Suche nach Datenschutzbeauftragten
Der Schachverein Würzburg hat sich bereits über die Änderungen informiert. „In der Satzung wollen wir künftig offenlegen, welche Daten von Mitgliedern erfasst werden“, sagt Vorsitzende Werner Lang. Er nimmt Anstoß daran, dass auch kleine Vereine mit zusätzlicher Bürokratie belastet werden, während globale Konzerne eigene Rechtsabteilungen für den Datenschutz unterhielten. Der Schachverein hat derzeit 76 Mitglieder. Da nur drei Mitglieder des Vorstands personenbezogene Daten verarbeiten würden, müsse immerhin kein Datenschutzbeauftragter gewählt werden, so der Vorsitzende.
Laut Auskunft des Bayerischen Landesamts für Datenschutzaufsicht ist nur dann ein Datenschutzbeauftragter zu bestimmen, wenn mindestens zehn Personen regelmäßig personenbezogene Daten verarbeiten. Das beschert Raimund Schäfer derzeit viel zusätzliche Arbeit. Er ist Geschäftsführer der Turngemeinde Würzburg und muss die neuen Regelungen umsetzen. Da der Verein in zwölf Abteilungen gegliedert ist, haben dementsprechend viele Abteilungsleiter auch Zugriff auf Daten. „Die Suche nach einem Datenschutzbeauftragten gestaltet sich schwierig. Es ist ein Ehrenamt, das nicht gerade mit vielen Emotionen verbunden ist“, sagt Schäfer. Dennoch gibt er sich zuversichtlich bis zum 25. Mai jemanden außerhalb des Vorstands zu finden, der den Posten übernimmt.
- - -
#### [Die Aufgaben]
1/ Beantworte diese Fragen zum Text über Datenschutz in Würzburger Vereinen:
(a) Wie viele Mitglieder hat der Schachverein Würzburg derzeit?
(b) Ab wie vielen Personen, die regelmäßig personenbezogene Daten verarbeiten, muss laut dem Bayerischen Landesamt für Datenschutzaufsicht ein Datenschutzbeauftragter bestimmt werden?
(c) In wie viele Abteilungen ist die Turngemeinde Würzburg gegliedert?
2/ Gib aus dem Text über Datenschutz in Würzburger Vereinen wortgetreu alles von „Laut Auskunft des“ bis hinunter zu „den Posten übernimmt.“ wieder.
3/ Knüpf an den Bericht über die neuen Datenschutzregeln für Würzburger Vereine an und schreib ihn dort weiter, wo er aufhört.
- - -
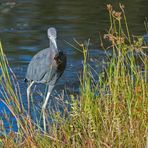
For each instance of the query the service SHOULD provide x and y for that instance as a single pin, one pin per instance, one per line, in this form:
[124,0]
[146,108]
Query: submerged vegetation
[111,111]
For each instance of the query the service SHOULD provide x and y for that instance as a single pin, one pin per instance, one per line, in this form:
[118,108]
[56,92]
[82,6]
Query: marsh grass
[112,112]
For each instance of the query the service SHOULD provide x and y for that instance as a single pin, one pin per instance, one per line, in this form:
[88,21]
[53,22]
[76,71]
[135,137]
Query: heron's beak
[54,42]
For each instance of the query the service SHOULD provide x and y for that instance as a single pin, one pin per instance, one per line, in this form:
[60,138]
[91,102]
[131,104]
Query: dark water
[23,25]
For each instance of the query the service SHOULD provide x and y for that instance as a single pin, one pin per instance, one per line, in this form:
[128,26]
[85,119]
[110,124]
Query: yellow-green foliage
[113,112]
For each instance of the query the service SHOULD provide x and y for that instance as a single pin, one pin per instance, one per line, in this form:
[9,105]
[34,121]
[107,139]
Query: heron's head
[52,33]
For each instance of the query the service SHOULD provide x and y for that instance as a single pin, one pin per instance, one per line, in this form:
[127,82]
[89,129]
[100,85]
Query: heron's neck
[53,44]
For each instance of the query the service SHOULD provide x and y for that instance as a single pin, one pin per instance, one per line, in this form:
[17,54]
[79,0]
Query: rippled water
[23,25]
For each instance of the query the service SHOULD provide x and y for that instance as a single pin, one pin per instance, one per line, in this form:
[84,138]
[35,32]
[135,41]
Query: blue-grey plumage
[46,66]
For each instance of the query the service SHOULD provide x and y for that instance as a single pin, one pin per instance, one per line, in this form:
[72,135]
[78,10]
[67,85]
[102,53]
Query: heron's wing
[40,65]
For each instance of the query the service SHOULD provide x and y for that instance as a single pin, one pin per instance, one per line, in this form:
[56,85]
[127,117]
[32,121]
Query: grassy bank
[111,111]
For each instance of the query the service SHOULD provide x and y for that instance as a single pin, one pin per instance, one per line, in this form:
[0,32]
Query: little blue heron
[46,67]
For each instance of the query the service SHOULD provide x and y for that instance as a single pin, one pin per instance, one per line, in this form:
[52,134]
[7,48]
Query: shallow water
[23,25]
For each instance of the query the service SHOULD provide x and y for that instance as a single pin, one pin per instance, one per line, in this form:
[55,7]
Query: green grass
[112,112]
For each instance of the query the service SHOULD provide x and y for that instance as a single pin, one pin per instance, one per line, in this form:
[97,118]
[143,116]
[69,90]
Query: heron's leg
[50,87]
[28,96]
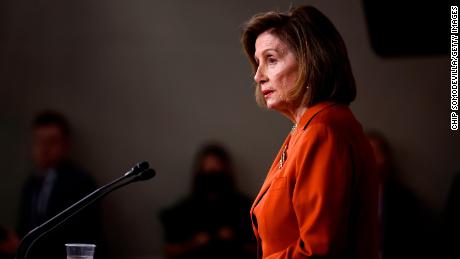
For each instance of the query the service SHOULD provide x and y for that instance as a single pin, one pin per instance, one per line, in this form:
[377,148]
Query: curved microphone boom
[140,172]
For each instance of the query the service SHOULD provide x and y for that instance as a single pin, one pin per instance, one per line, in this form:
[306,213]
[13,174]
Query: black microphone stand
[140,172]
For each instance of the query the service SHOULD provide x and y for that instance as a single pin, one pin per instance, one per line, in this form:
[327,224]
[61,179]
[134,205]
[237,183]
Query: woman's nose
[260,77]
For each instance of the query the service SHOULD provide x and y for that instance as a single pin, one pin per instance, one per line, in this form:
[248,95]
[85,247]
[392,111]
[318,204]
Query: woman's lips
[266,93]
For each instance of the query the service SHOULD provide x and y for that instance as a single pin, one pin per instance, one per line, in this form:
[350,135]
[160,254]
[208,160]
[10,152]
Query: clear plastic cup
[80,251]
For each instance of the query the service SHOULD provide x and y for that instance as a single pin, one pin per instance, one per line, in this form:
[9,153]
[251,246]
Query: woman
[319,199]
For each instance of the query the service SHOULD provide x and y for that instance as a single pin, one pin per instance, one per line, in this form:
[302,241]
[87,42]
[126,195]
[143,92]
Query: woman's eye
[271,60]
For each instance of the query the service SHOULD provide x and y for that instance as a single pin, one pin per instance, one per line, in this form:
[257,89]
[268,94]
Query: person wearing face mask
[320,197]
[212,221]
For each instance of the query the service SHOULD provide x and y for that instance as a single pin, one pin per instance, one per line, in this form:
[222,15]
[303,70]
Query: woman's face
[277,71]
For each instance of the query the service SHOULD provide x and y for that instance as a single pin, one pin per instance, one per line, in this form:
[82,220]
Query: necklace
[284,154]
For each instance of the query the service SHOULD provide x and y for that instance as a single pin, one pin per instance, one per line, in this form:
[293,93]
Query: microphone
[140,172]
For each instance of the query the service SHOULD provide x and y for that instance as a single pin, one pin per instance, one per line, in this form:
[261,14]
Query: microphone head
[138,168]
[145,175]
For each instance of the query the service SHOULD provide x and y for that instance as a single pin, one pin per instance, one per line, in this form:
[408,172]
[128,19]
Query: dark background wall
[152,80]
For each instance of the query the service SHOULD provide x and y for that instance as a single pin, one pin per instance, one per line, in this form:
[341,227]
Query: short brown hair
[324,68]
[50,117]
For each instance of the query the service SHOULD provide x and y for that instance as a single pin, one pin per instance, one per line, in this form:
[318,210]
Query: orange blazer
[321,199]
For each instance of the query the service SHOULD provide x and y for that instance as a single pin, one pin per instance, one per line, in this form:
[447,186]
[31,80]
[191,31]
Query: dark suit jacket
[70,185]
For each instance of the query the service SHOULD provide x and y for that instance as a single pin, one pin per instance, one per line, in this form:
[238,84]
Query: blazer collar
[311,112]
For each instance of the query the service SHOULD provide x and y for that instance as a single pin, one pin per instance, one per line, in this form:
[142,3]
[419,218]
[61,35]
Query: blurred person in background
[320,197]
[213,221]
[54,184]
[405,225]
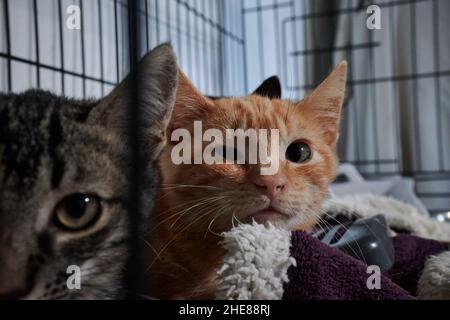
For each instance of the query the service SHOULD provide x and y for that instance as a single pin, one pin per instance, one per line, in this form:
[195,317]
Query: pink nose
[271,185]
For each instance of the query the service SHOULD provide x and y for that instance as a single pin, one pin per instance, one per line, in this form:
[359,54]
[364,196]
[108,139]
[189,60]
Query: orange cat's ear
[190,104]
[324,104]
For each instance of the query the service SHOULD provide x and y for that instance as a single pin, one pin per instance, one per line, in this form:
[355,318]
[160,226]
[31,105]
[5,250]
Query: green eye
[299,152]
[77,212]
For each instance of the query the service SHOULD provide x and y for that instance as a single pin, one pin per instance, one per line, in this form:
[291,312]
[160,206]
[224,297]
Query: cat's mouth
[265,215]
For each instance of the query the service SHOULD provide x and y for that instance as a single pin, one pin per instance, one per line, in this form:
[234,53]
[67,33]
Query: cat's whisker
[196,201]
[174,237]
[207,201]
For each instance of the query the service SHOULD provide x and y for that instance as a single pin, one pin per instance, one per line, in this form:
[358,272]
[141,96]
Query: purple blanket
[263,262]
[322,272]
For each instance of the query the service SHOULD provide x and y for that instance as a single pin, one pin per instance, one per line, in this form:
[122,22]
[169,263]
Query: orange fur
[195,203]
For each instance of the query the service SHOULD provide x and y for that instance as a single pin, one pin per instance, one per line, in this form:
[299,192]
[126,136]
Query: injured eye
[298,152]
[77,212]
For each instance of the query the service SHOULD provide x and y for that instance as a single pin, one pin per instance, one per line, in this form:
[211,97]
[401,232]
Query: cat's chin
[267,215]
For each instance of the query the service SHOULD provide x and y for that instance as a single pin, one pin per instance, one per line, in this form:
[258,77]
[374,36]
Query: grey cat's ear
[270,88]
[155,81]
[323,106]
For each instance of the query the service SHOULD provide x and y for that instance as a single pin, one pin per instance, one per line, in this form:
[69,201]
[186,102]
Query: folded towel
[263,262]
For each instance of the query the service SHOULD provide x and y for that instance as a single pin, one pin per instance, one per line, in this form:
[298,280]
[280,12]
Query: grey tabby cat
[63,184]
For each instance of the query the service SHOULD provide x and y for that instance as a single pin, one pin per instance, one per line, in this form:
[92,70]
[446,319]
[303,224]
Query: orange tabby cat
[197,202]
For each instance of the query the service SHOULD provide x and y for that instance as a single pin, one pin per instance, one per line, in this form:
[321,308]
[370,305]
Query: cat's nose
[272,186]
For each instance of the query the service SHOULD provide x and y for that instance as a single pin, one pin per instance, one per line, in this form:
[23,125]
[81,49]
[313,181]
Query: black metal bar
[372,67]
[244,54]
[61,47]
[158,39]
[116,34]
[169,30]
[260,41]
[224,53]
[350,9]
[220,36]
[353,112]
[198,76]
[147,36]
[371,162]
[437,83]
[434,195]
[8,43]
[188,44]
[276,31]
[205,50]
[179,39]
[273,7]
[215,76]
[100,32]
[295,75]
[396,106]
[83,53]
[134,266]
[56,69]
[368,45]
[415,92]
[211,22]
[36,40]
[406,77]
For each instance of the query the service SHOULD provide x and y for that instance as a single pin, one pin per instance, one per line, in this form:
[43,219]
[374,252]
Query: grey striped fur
- - -
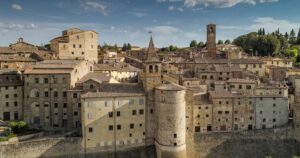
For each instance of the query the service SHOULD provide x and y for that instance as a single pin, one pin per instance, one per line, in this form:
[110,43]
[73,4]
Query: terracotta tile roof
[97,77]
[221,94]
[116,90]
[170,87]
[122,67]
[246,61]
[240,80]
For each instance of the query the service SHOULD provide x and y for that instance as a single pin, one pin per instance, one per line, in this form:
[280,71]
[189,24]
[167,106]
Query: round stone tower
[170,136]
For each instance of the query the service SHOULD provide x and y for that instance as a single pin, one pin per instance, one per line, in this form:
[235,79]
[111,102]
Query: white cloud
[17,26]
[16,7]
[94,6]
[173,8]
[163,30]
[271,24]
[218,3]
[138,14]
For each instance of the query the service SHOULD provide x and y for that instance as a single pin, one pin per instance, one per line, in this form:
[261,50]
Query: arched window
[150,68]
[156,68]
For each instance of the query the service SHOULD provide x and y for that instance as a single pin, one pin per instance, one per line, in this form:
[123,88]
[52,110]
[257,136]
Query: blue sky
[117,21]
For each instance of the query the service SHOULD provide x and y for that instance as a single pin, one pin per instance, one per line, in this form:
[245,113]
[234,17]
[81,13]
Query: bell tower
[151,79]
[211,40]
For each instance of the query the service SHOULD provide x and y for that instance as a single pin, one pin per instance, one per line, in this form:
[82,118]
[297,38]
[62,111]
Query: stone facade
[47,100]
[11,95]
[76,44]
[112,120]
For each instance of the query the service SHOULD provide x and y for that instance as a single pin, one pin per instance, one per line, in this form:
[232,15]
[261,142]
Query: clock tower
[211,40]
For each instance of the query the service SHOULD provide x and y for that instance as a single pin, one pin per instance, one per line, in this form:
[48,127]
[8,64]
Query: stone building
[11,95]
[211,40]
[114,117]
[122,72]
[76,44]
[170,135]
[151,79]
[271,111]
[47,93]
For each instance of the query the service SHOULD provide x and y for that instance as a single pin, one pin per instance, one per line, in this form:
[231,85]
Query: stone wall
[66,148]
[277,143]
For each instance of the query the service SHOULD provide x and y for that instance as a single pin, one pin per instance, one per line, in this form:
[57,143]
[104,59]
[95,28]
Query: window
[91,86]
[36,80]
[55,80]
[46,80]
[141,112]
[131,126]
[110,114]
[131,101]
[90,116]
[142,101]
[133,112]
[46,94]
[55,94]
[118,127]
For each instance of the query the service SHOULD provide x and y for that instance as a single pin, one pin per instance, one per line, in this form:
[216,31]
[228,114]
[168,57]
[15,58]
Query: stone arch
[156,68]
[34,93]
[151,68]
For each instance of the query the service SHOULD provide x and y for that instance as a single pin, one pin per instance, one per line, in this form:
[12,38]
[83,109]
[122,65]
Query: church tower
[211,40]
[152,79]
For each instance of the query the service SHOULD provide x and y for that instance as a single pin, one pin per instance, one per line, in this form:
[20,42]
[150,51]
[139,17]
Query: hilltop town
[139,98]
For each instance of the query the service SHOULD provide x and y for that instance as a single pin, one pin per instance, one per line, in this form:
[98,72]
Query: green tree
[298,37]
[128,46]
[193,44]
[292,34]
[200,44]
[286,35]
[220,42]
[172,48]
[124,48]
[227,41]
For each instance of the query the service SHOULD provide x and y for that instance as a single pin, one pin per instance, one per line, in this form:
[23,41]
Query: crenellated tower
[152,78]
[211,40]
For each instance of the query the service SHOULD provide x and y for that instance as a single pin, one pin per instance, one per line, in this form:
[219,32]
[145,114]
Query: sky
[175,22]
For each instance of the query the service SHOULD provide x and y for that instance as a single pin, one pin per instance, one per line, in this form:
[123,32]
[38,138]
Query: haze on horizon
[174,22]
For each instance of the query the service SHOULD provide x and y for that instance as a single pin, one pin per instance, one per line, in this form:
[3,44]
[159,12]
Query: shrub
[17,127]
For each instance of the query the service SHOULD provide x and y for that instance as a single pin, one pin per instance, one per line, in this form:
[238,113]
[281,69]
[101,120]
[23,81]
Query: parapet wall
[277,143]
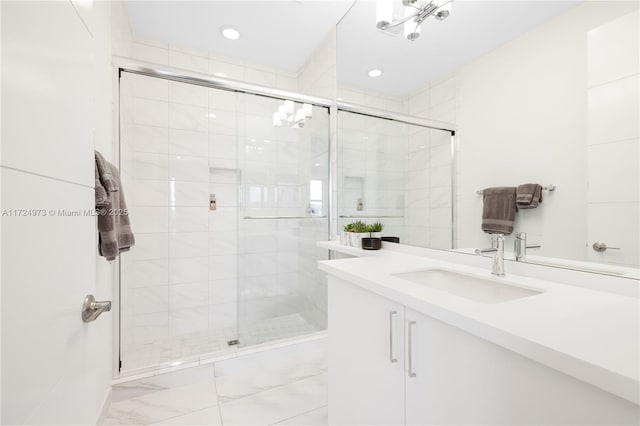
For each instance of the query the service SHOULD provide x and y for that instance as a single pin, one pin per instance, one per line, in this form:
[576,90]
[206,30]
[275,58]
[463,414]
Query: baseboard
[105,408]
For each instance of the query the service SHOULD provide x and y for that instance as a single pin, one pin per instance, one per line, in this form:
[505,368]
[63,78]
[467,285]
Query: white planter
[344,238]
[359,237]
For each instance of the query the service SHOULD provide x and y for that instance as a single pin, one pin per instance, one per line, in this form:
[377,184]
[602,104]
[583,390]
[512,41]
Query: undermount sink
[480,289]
- - -
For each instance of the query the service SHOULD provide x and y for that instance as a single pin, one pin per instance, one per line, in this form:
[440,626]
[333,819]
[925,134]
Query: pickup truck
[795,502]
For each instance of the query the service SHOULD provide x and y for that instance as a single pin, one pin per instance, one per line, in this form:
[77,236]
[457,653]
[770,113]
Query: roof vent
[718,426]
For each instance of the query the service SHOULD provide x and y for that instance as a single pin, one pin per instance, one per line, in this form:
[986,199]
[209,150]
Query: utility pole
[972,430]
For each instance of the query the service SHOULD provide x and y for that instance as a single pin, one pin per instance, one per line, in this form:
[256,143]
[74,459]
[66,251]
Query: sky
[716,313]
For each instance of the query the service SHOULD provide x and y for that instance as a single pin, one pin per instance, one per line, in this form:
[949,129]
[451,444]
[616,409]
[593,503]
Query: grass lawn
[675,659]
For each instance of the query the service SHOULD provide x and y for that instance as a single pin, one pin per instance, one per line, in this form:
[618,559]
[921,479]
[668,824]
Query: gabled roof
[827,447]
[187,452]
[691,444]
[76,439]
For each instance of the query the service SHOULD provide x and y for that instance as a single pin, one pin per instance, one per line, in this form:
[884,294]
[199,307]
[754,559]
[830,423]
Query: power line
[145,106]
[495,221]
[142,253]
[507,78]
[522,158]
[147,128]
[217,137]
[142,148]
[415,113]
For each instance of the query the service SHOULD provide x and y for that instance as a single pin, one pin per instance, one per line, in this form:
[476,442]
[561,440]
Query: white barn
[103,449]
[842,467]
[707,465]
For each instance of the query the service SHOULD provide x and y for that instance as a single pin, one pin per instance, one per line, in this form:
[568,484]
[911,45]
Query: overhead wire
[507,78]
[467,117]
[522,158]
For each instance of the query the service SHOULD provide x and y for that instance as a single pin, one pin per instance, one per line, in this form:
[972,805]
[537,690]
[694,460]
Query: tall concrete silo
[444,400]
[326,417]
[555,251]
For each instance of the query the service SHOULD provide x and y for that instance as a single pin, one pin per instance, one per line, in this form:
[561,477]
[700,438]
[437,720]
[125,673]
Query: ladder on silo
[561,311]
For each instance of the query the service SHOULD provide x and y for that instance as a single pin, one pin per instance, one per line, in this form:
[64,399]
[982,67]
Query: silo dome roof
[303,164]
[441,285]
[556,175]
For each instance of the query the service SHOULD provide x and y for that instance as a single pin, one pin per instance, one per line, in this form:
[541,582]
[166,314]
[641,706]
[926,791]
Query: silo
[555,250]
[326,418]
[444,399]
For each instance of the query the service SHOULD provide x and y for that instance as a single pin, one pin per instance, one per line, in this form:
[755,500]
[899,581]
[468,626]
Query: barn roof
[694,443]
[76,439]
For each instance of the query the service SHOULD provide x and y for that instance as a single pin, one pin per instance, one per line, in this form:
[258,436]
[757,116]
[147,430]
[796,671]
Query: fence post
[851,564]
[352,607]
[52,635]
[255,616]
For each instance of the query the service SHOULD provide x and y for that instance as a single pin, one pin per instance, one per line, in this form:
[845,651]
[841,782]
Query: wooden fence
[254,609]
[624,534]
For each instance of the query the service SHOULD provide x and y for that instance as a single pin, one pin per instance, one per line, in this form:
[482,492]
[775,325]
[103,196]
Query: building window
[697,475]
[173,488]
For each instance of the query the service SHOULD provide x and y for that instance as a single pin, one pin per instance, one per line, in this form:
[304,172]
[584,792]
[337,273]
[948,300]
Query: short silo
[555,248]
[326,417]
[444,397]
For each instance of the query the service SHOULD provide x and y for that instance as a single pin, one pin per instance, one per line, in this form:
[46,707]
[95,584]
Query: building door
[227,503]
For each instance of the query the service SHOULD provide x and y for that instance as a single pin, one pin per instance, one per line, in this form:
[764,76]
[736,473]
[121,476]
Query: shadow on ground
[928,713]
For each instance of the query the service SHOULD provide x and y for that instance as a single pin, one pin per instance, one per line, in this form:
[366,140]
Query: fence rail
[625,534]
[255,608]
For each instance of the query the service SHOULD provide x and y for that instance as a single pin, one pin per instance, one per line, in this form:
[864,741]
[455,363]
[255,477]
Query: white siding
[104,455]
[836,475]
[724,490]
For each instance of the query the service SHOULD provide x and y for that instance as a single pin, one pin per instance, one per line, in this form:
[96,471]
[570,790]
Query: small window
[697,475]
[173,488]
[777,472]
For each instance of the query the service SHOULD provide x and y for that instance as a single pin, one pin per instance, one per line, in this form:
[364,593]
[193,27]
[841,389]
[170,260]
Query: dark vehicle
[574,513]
- - -
#### [Lösungen je Aufgabe]
1/
(a) 76 Mitglieder
(b) Ab mindestens zehn Personen
(c) In zwölf Abteilungen

2/
Laut Auskunft des Bayerischen Landesamts für Datenschutzaufsicht ist nur dann ein Datenschutzbeauftragter zu bestimmen, wenn mindestens zehn Personen regelmäßig personenbezogene Daten verarbeiten. Das beschert Raimund Schäfer derzeit viel zusätzliche Arbeit. Er ist Geschäftsführer der Turngemeinde Würzburg und muss die neuen Regelungen umsetzen. Da der Verein in zwölf Abteilungen gegliedert ist, haben dementsprechend viele Abteilungsleiter auch Zugriff auf Daten. „Die Suche nach einem Datenschutzbeauftragten gestaltet sich schwierig. Es ist ein Ehrenamt, das nicht gerade mit vielen Emotionen verbunden ist“, sagt Schäfer. Dennoch gibt er sich zuversichtlich bis zum 25. Mai jemanden außerhalb des Vorstands zu finden, der den Posten übernimmt.

3/
Hoher bürokratischer Aufwand
In einer anderen Angelegenheit ist der Geschäftsführer hingegen weniger optimistisch. Bisher wurden Geburtstage der Mitglieder in einer vereinseigenen Zeitschrift veröffentlicht. „Diesen bürokratischen Aufwand werden wir künftig nicht mehr leisten können“, so Schäfer. Denn dafür muss von jedem Mitglied vorher eine Genehmigung eingeholt werden.
Fotos von Veranstaltungen, wie zum Beispiel von Sportwettkämpfen oder Vereinsfesten dürfen hingegen auch ohne Einwilligung der betroffenen Personen veröffentlicht werden. „Anders ist es bei Minderjährigen, da diese besonders schutzwürdig sind. Sind Minderjährige betroffen, ist daher eine Veröffentlichung nur mit Einwilligung zulässig“, klärt Filip auf.
Immer wenn personenbezogene Daten verarbeitet werden, müssen Vereine die Tätigkeit künftig dokumentieren. Soll beispielsweise das Foto einer Siegerehrung auf der Webseite des Sportvereins veröffentlicht werden, muss ein Verzeichnis angelegt werden. Aus diesem muss unter anderem hervorgehen, wer das Bild an welchem Datum hochgeladen hat, welchem Zweck die Veröffentlichung dient und wann es voraussichtlich gelöscht wird. Aber auch bei Lohnabrechnungen, der Beitragsverwaltung und dem Ein- oder Austritt von Mitgliedern müssen die sogenannten „Verarbeitungstätigkeiten“ dokumentiert werden, so das Landesamt.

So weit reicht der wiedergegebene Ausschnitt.